CONSIGNE 1: Réécrivez le passage du texte choisi qui commence par les mots « La crise sanitaire que » et s'achève sur « Jean Blairon. », en remplaçant « espace virtuel » par « espace numérique ».
CONSIGNE 2:
Répondez à ces questions sur le texte choisi :
(a) Quelle est, selon Kundera, la grande valeur européenne ?
(b) Sous quel drapeau fait-on miroiter aux diversités l'accès à un espace virtuel apparemment illimité ?
(c) Par qui a été réalisée l'interview citée dans la première note ?
++++ TEXTE CHOISI
Comment enfin ne pas évoquer, en ce moment où la guerre sévit de nouveau en Europe, la façon dont Kundera définissait l’Europe (et qui résonne tragiquement aujourd’hui) :

A côté des grandes nations, il y a en Europe des petites nations dont plusieurs, au cours des deux siècles derniers, ont acquis (ou retrouvé) leur indépendance politique. Peut-être leur existence m’a-t-elle fait comprendre que la diversité culturelle est la grande valeur européenne. A l’époque où le monde russe a voulu remodeler mon petit pays à son image, j’ai formulé mon idéal de l’Europe ainsi : le maximum de diversité dans le minimum d’espace ; les Russes ne gouvernent plus mon pays natal, mais cet idéal est encore plus en danger.[8]

La crise sanitaire que nous finissons de traverser (après d’autres crises) doit nous inciter, par un travail réflexif inlassable, à déchirer le rideau d’une pré-interprétation qui a pour visée constante d’uniformiser les diversités en leur faisant miroiter, sous le drapeau d’une modernisation régressive, l’accès à un espace virtuel apparemment illimité.

Jean Blairon.


[1]Interview réalisée par O. Bernaz dans le cadre des assises de la prévention, www.assisesdelaprevention.be

[2]Nous n’évoquerons que brièvement ici les enseignements de ces analyses, en invitant les lectrices et lecteurs à se rapporter  à leur publication, notamment « Education permanente et visibilité », https://intermag.be/analyses-et-etudes/associatif-institutions/726-education-permanente-et-visibilite ; « L’éducation permanente dans la crise sanitaire : quelle évaluation de son rapport au « numérique » ? », https://intermag.be/analyses-et-etudes/associatif-institutions/723-l-education-permanente-dans-la-crise-sanitaire-quelle-evaluation-de-sa-relation-au-numerique ; C. Mahy et J. Blairon, « Pourquoi il faut refuser le travail sociale en distanciel », https://intermag.be/analyses-et-etudes/socioeconomique/724-pourquoi-il-faut-refuser-l-exercice-du-travail-social-en-distanciel.
++++++++
++++ DONNÉES
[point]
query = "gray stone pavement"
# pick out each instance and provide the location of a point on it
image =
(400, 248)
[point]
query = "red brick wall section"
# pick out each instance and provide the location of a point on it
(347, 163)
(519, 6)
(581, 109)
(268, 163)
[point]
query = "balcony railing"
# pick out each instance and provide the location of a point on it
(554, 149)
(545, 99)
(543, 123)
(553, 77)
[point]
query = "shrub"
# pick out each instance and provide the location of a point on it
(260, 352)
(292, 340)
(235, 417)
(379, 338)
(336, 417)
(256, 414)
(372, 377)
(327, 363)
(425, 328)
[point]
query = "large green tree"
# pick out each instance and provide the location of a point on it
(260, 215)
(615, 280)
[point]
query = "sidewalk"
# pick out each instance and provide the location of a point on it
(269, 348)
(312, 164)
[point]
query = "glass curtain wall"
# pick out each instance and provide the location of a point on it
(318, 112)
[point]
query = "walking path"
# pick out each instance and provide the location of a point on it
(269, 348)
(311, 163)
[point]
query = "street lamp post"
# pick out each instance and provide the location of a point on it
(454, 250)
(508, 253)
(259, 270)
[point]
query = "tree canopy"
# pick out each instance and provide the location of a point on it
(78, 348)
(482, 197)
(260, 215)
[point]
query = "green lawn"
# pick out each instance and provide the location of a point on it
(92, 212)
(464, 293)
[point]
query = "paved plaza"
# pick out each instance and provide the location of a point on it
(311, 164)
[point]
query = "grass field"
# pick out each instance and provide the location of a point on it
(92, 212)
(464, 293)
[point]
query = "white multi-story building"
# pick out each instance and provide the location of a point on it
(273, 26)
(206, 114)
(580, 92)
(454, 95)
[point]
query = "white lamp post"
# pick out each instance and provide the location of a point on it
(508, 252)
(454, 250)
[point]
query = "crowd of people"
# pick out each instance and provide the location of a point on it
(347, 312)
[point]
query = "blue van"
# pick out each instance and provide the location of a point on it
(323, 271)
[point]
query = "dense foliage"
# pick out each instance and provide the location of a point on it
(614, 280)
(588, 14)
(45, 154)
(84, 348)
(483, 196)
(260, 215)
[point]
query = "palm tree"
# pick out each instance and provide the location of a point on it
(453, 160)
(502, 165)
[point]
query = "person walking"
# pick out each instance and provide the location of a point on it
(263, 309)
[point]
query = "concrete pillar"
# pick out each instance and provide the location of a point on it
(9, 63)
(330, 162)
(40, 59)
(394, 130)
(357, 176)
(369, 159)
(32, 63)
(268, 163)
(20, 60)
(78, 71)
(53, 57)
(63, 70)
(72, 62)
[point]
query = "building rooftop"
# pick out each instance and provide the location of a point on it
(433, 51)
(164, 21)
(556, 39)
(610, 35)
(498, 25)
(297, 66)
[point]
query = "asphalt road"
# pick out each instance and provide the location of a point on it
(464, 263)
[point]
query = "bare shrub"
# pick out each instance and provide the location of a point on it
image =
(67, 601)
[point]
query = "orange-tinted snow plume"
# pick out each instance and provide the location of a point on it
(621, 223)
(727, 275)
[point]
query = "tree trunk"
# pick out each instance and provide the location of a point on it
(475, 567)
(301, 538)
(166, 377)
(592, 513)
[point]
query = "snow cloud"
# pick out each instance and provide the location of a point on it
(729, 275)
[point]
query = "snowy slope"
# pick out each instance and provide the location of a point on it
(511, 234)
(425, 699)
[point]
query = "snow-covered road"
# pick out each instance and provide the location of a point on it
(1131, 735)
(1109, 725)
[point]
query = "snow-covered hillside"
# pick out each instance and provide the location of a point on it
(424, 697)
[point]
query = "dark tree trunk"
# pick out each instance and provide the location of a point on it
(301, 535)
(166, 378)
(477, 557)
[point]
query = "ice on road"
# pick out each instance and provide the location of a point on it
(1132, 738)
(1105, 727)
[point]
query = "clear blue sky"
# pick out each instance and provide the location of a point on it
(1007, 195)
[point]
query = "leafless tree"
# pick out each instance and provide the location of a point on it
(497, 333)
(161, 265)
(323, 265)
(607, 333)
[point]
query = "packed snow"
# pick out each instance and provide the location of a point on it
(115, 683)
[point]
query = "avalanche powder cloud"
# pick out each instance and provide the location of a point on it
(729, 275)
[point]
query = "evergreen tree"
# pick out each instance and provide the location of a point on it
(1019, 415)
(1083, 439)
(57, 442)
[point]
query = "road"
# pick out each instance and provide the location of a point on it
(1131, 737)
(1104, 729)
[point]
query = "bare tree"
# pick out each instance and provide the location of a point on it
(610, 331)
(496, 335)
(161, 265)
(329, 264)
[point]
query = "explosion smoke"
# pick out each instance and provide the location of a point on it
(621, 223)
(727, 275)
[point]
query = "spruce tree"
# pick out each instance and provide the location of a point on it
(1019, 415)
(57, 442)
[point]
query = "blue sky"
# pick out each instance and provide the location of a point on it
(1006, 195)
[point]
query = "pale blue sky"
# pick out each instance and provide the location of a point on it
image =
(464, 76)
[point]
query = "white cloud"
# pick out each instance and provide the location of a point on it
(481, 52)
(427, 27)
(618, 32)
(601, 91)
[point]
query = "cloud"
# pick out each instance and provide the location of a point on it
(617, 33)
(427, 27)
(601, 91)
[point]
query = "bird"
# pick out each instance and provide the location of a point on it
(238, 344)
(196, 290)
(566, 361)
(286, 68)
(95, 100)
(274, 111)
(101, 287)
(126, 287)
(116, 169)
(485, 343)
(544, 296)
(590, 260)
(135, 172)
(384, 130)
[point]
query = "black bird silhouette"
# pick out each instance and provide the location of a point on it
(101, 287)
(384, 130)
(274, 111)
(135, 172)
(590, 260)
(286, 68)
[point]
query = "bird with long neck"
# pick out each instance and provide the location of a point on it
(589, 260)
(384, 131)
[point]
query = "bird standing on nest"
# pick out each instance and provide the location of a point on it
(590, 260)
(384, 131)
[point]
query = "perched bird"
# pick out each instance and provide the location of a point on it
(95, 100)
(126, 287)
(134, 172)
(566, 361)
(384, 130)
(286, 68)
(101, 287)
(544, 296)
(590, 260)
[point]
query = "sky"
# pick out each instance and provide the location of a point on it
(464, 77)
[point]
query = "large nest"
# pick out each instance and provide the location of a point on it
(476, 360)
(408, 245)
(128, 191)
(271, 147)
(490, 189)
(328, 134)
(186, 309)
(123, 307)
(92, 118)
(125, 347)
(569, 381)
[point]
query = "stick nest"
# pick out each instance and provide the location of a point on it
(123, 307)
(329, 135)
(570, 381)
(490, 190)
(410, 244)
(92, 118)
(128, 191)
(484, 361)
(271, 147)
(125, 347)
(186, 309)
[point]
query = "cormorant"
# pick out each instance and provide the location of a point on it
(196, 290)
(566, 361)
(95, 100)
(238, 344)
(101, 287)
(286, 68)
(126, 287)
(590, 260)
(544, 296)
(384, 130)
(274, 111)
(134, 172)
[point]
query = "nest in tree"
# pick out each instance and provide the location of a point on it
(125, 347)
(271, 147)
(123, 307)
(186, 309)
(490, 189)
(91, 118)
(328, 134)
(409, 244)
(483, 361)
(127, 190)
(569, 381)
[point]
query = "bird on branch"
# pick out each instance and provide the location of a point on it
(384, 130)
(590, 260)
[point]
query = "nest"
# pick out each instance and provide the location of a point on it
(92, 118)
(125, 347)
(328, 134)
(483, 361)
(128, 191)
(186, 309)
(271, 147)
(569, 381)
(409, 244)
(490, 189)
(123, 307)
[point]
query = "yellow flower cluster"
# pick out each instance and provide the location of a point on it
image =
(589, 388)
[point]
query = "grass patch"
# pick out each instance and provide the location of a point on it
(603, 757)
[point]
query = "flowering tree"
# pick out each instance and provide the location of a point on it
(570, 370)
++++++++
RÉPONSE 1:
La crise sanitaire que nous finissons de traverser (après d’autres crises) doit nous inciter, par un travail réflexif inlassable, à déchirer le rideau d’une pré-interprétation qui a pour visée constante d’uniformiser les diversités en leur faisant miroiter, sous le drapeau d’une modernisation régressive, l’accès à un espace numérique apparemment illimité.

Jean Blairon.

RÉPONSE 2:
(a) La diversité culturelle.
(b) Sous le drapeau d'une modernisation régressive.
(c) Par O. Bernaz.